[Short problem] Identify each line in the records below that contains the word "jersey" and copy those lines. Case must match.

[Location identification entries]
════════════════
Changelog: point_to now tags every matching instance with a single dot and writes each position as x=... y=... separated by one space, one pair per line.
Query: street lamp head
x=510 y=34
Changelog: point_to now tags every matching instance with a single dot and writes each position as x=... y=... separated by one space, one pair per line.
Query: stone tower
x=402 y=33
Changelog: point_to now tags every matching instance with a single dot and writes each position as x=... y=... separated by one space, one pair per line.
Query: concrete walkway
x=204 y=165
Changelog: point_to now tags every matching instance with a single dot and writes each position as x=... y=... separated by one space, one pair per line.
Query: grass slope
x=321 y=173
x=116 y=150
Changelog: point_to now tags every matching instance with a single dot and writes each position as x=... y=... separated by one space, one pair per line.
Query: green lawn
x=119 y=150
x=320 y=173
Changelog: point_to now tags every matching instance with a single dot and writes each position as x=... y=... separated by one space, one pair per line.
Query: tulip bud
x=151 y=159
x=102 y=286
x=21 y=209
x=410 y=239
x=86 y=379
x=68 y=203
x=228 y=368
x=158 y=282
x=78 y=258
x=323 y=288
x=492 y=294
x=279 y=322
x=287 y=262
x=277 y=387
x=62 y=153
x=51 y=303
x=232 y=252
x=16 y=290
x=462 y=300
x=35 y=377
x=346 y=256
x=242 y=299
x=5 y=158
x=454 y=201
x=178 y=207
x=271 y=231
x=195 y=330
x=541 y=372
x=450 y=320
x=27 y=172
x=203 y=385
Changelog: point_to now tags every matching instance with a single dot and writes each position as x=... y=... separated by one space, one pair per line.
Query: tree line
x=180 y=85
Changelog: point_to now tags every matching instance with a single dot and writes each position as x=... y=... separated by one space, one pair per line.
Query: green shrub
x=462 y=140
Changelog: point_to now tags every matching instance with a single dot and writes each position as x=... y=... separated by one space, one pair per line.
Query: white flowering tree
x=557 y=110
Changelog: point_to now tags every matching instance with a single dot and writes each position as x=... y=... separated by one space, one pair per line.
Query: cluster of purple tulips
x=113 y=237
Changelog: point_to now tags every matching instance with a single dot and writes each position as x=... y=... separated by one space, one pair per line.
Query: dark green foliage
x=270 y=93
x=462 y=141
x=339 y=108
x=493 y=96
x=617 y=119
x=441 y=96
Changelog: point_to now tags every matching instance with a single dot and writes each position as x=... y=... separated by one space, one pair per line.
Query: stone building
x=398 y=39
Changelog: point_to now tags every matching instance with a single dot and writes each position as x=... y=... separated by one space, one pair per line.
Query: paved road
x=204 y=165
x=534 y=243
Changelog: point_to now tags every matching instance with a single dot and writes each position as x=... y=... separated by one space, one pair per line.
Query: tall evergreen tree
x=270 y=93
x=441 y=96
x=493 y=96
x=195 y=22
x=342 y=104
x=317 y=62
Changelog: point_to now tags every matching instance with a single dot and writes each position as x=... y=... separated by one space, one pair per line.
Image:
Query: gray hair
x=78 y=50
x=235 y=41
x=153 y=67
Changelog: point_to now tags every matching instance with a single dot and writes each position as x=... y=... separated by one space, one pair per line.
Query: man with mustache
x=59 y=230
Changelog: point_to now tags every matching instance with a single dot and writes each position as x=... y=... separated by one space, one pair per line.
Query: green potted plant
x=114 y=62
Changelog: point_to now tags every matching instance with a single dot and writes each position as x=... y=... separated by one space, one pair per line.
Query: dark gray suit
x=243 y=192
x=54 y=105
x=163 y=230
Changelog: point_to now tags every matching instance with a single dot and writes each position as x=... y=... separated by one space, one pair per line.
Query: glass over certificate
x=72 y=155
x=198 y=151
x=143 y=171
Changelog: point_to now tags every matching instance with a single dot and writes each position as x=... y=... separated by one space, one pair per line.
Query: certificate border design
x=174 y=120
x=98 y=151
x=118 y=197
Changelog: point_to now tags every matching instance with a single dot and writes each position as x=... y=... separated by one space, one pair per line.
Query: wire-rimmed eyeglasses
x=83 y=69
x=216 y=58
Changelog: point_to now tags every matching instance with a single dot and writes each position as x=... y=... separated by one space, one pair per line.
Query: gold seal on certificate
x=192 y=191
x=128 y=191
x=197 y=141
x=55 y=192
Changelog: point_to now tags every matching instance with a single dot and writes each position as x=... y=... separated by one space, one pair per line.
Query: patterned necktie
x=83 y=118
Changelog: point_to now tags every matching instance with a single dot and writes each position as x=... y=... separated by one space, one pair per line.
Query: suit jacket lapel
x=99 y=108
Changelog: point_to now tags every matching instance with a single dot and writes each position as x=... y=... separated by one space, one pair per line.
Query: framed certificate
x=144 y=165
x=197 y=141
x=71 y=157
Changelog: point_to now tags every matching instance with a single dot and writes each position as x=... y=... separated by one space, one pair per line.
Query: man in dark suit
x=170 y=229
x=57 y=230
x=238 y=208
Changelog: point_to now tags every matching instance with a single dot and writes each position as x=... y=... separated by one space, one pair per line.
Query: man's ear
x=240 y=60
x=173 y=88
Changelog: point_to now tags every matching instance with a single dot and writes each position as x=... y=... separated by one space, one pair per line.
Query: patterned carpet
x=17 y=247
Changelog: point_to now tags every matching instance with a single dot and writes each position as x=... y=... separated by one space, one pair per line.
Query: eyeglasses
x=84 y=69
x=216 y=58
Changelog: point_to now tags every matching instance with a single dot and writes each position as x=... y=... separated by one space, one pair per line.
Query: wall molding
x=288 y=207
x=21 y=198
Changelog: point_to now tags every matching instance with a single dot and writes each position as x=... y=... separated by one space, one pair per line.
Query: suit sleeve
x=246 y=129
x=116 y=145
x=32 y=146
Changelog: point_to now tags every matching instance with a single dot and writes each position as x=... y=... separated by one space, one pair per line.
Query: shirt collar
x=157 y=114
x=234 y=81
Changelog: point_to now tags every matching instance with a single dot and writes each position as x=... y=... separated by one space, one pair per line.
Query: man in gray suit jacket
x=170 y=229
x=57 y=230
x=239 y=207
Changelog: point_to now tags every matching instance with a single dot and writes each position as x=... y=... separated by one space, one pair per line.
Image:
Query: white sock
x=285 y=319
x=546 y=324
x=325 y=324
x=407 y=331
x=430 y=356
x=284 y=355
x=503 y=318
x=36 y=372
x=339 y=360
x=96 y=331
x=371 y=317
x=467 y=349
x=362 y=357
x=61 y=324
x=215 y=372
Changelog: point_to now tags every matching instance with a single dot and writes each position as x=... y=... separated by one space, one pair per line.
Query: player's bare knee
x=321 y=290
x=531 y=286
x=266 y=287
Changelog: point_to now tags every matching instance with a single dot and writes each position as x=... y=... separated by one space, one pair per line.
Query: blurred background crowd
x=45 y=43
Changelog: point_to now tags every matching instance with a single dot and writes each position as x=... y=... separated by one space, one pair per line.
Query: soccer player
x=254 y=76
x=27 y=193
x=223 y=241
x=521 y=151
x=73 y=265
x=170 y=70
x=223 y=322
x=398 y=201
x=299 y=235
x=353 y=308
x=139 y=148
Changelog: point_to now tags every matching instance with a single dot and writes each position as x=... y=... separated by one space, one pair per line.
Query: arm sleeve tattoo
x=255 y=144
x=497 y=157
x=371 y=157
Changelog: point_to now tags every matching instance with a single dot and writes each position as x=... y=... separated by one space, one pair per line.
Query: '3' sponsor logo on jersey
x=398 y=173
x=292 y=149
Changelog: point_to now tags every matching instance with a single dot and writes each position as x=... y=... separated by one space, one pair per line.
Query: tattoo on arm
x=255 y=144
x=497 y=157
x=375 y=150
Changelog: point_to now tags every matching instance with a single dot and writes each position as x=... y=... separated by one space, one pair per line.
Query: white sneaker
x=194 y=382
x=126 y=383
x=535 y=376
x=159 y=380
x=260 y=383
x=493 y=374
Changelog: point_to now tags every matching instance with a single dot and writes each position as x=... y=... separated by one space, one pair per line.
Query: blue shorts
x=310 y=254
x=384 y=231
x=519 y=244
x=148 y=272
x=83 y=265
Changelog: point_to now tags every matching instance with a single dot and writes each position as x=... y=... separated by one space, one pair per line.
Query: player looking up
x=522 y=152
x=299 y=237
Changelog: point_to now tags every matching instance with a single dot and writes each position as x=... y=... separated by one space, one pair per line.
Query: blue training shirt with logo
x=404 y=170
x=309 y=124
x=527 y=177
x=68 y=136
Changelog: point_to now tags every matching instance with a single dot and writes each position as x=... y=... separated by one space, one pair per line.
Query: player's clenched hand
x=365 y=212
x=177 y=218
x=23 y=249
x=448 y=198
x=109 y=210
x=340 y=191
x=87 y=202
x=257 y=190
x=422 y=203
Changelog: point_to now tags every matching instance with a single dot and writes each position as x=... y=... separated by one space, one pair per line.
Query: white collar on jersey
════════════════
[Answer to this exercise]
Query: '3' sponsor logo on jersey
Query: white collar on jersey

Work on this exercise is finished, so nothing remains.